# Instrução 1
Que aspectos da História, segundo o trecho apresentado, despertam o interesse de Salomé? Liste todos.

# Trecho apresentado

A visita ao museu do Hezbollah servia como completamento à ideia de eleger como elemento central de Fatamorgana o Hall of Fame, museu de cera de Beirute, símbolo, na verdade, de um interesse pelo Médio Oriente que Salomé trazia de trás, que começou a assaltá-la de forma mais vincada enquanto trabalhava na pós-produção da longa-metragem El Dorado XXI e encontrou no convite da BoCa, bienal de artes contemporâneas, pretexto para viajar até àquela zona e desencadear um processo pensado para o palco do Centro Cultural de Belém — mas que poderá também vir a ser um filme e/ou ramificar-se por várias instalações —, abordando questões e temáticas que reconhece serem transversais à sua obra. “Uma dessas questões”, concretiza, “é o interesse pela História — como é escrita, como nos afecta enquanto indivíduos, como selecciona, como cristaliza —, a que se juntam questões de para-ficção, plausibilidade e make believe como reflexo da sociedade contemporânea.”

Entradas de rotulagem da posição de objetos
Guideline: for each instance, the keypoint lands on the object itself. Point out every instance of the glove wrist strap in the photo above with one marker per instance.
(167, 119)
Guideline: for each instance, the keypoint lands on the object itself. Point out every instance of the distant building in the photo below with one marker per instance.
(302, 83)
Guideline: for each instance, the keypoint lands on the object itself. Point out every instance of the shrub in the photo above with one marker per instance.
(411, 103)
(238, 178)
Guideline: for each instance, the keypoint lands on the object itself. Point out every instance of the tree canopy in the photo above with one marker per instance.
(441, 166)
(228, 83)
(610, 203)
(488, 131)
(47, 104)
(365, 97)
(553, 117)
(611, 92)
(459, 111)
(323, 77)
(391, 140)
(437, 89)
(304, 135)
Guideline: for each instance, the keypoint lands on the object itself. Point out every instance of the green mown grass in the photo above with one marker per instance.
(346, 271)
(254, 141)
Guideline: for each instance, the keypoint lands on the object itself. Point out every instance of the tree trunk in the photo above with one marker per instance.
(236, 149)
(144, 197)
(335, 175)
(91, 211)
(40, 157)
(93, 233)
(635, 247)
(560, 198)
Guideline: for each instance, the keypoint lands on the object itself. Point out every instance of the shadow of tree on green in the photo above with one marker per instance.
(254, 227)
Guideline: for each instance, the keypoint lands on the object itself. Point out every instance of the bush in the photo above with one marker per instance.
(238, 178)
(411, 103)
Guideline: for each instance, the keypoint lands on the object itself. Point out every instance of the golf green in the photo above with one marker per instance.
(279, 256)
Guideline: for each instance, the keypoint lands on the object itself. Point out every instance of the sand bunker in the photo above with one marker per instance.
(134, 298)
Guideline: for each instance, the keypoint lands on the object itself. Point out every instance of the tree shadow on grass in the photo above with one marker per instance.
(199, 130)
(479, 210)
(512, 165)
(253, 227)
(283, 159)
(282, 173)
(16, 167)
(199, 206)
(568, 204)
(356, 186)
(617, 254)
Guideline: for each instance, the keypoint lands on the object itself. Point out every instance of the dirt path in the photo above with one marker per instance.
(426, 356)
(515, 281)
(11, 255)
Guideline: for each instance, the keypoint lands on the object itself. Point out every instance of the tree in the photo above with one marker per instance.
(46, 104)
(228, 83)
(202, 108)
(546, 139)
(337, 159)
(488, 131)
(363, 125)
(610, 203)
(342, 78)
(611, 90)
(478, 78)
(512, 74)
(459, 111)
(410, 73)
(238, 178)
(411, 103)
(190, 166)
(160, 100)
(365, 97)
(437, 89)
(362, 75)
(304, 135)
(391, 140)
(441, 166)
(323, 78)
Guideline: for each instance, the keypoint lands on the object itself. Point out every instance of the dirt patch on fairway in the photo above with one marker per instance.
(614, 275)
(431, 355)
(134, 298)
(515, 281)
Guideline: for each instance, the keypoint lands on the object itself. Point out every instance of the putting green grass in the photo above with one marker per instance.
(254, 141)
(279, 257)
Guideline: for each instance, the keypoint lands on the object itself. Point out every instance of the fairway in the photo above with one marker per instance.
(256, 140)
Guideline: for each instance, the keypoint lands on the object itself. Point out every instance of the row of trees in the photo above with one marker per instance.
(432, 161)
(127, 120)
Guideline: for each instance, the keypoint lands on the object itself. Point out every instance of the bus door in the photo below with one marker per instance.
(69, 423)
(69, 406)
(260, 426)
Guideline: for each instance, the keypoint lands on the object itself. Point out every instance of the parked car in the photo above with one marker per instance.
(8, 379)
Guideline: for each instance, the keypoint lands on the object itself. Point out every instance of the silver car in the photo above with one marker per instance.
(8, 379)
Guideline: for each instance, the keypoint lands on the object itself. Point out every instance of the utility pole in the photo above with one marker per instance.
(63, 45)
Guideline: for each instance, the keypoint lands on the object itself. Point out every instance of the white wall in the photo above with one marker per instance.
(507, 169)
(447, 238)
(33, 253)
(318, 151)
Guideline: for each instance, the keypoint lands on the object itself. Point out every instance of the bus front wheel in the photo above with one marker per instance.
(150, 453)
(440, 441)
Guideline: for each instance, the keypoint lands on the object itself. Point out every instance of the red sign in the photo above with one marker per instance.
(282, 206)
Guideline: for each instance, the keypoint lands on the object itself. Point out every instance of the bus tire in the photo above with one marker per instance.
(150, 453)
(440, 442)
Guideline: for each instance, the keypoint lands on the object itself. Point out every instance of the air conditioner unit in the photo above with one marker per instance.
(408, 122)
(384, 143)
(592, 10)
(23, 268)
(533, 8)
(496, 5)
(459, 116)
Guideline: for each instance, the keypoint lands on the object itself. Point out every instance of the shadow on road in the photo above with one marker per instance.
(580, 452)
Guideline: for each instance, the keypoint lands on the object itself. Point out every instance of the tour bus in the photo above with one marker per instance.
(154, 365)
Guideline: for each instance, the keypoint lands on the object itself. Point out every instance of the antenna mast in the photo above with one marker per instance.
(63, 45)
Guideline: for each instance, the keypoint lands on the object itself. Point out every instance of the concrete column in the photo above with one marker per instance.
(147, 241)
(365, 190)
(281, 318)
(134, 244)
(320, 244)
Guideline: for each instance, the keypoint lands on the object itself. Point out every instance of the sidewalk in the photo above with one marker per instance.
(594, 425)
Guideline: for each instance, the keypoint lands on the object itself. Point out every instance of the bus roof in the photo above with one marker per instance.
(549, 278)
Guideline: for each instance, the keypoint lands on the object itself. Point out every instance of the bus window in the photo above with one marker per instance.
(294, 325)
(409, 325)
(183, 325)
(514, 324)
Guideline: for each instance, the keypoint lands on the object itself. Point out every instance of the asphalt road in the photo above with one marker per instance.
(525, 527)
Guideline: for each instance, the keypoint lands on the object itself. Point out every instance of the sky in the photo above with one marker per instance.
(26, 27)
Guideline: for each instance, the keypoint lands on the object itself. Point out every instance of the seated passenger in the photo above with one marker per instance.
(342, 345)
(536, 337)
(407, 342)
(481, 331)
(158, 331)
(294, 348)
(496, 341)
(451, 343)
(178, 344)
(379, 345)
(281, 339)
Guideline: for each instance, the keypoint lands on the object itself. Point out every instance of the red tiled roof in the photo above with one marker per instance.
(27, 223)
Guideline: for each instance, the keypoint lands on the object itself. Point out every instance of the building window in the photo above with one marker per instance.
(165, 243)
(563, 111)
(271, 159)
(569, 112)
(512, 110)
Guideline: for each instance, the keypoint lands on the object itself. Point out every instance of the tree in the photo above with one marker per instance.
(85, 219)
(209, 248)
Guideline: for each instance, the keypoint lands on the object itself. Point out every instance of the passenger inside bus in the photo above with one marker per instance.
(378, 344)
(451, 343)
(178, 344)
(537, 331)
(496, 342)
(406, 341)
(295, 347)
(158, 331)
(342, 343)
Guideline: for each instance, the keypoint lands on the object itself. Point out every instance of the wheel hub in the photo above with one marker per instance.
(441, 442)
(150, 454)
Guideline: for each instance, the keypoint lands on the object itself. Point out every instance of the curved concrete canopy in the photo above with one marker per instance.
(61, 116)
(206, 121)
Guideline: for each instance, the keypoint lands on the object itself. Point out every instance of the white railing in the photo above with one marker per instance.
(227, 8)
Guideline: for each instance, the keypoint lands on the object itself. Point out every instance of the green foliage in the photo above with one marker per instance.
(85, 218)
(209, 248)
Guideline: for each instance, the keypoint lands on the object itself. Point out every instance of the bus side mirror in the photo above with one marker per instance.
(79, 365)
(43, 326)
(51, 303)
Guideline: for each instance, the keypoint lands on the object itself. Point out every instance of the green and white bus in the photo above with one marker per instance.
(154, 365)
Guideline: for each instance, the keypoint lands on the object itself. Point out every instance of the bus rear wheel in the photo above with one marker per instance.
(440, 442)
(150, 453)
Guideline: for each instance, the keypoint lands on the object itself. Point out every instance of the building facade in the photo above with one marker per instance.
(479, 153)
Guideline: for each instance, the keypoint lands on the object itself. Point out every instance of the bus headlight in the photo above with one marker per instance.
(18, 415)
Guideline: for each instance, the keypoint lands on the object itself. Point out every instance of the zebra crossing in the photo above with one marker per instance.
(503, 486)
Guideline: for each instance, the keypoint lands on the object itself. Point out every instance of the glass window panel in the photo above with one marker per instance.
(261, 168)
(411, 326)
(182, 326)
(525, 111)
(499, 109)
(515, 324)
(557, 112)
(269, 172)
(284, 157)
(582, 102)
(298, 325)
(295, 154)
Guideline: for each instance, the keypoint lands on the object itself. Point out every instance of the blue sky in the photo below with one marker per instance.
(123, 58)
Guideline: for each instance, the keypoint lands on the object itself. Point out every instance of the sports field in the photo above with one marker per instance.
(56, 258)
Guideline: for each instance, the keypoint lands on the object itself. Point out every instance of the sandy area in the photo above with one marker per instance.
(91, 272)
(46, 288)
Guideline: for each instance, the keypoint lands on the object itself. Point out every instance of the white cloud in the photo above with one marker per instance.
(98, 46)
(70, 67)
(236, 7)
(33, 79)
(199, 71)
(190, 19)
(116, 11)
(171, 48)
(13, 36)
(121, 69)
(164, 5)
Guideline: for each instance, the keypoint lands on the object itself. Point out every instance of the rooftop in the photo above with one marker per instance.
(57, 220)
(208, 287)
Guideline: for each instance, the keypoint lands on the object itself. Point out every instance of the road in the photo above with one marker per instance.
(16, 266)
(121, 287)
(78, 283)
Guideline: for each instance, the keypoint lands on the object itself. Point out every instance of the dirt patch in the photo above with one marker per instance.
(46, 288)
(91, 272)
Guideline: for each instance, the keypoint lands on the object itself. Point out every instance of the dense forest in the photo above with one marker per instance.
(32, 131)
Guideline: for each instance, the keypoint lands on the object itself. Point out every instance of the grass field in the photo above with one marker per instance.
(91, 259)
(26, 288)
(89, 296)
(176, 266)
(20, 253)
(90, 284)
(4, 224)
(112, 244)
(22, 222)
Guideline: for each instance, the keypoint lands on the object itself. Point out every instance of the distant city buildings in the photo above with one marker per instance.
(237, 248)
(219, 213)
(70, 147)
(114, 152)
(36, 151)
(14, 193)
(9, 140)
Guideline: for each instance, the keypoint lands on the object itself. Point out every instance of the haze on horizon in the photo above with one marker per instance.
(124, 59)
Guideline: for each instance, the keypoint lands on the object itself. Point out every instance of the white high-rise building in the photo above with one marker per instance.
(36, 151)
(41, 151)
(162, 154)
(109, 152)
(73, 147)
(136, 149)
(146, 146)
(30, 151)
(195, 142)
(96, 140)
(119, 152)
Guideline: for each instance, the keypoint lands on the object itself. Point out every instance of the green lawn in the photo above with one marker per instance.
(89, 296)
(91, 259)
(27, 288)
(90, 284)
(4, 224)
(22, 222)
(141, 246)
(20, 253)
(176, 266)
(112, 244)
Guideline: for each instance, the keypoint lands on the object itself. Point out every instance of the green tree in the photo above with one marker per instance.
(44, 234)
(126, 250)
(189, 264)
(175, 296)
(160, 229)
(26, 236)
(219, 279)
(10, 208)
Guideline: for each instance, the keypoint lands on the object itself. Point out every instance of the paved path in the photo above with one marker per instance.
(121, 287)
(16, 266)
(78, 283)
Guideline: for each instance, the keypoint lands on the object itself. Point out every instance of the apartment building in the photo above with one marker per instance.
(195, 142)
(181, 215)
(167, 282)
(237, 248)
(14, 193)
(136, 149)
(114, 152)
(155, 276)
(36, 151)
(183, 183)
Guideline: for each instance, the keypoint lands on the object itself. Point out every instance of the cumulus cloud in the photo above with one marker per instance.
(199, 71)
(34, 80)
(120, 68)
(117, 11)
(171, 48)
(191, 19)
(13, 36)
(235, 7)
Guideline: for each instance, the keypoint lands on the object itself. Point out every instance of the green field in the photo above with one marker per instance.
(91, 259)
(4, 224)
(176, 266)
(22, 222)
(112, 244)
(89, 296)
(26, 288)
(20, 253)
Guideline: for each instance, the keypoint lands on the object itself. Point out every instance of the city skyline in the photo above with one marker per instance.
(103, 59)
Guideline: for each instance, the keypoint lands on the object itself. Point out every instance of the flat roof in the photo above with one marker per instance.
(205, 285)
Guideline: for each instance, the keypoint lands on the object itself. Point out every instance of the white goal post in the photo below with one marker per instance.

# Instrução 2
Quantas linhas dos registros contêm a palavra "paved", levando em conta maiúsculas e minúsculas? Conte-as e responda apenas com o número.

# Resposta 1
- como é escrita
- como nos afecta enquanto indivíduos
- como selecciona
- como cristaliza

# Resposta 2
1